THINGS TO DO:
1. Answer the following from the river governance article, one line each:
(a) What is the total installed capacity of the photovoltaic system in the flagship demonstration project?
(b) In which city and province is the Zhujiaqiao Water Purification Plant located?
(c) How many photovoltaic projects at water purification plants has the corporation commissioned to date?
2. Summarize the river governance article in two sentences.
3. Echo the passage of the river governance article that begins at the words "Three Gorges Group" and stops after "regional water systems.".

Three Gorges Group Advances Low-carbon River Governance With Smart Water Management and Circular Energy Models

According to Chinese state environmental media reports, China Three Gorges Corporation is rolling out integrated low-carbon and pollution-reduction solutions across the Yangtze River basin to support national river ecological protection strategies. The group has embedded long-term energy-saving and low-carbon thinking throughout the construction and operation of its ecological projects, driving systematic green transformation along regional water systems.

In Wuhu, Anhui province, an innovative dual-function operational model has been established at the Zhujiaqiao Water Purification Plant. Large-scale distributed photovoltaic arrays are installed on biochemical tank surfaces and factory rooftops, converting previously idle spaces into productive clean energy facilities. The plant, once a high-energy-consumption water treatment site, now operates as a distributed green power station, generating renewable electricity for on-site use and feeding surplus power into the public grid to cut operational carbon emissions.

As the flagship “Yangtze River protection plus clean energy” demonstration project of China Three Gorges Corporation, the photovoltaic system covers multiple local water treatment plants with a total installed capacity of 18.10 megawatts. The facility produces over 17 million kilowatt-hours of green power annually, equivalent to saving 6,500 tonnes of standard coal and cutting 15,900 tonnes of carbon dioxide emissions each year.

This integrated development model has been replicated in multiple Yangtze River coastal cities including Jiujiang in Jiangxi, Yueyang in Hunan and Lu’an in Anhui. To date, the corporation has commissioned 26 photovoltaic projects at water purification plants across the basin. These distributed installations collectively generate approximately 39 million kilowatt-hours of green electricity per year, saving 15,800 tonnes of standard coal and reducing carbon dioxide output by 39,000 tonnes annually.

DATA SUPPLIED:
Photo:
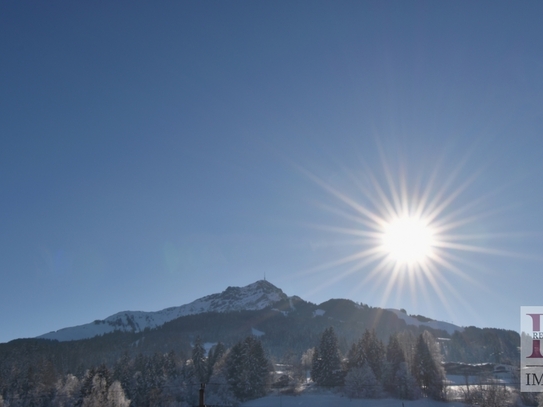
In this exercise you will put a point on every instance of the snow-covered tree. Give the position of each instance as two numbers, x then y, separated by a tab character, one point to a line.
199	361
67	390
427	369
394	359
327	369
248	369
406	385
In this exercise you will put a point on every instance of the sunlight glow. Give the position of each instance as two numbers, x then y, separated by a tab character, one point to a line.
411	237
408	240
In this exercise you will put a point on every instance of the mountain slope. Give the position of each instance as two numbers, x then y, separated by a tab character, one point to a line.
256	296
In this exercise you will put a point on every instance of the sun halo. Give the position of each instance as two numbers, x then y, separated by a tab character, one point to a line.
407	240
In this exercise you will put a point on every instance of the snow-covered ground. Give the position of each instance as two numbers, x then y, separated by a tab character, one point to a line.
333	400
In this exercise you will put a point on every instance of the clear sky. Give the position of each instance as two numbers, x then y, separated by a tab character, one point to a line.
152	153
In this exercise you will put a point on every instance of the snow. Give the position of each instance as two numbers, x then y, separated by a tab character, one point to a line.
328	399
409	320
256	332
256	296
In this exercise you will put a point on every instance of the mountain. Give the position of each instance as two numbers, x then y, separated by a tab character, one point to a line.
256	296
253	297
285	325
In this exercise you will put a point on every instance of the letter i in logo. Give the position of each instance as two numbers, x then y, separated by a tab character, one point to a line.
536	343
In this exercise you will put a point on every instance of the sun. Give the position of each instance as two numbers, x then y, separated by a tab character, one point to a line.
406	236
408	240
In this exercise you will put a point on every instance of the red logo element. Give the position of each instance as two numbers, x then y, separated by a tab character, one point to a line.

---

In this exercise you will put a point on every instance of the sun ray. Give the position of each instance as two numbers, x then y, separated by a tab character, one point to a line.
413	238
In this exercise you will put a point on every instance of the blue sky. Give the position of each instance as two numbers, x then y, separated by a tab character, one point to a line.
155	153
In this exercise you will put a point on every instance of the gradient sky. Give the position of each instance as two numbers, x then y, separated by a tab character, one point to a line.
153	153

SOLUTIONS TO THE TASKS:
1.
(a) 18.10 megawatts
(b) Wuhu, Anhui province
(c) 26

2. China Three Gorges Corporation is rolling out integrated low-carbon and pollution-reduction solutions across the Yangtze River basin, including photovoltaic arrays at water purification plants such as the Zhujiaqiao plant in Wuhu, which now generates renewable electricity for on-site use and feeds surplus power into the public grid. The model has been replicated in other Yangtze River cities, and the corporation's 26 photovoltaic projects at water purification plants generate about 39 million kilowatt-hours of green electricity per year.

3.
Three Gorges Group Advances Low-carbon River Governance With Smart Water Management and Circular Energy Models

According to Chinese state environmental media reports, China Three Gorges Corporation is rolling out integrated low-carbon and pollution-reduction solutions across the Yangtze River basin to support national river ecological protection strategies. The group has embedded long-term energy-saving and low-carbon thinking throughout the construction and operation of its ecological projects, driving systematic green transformation along regional water systems.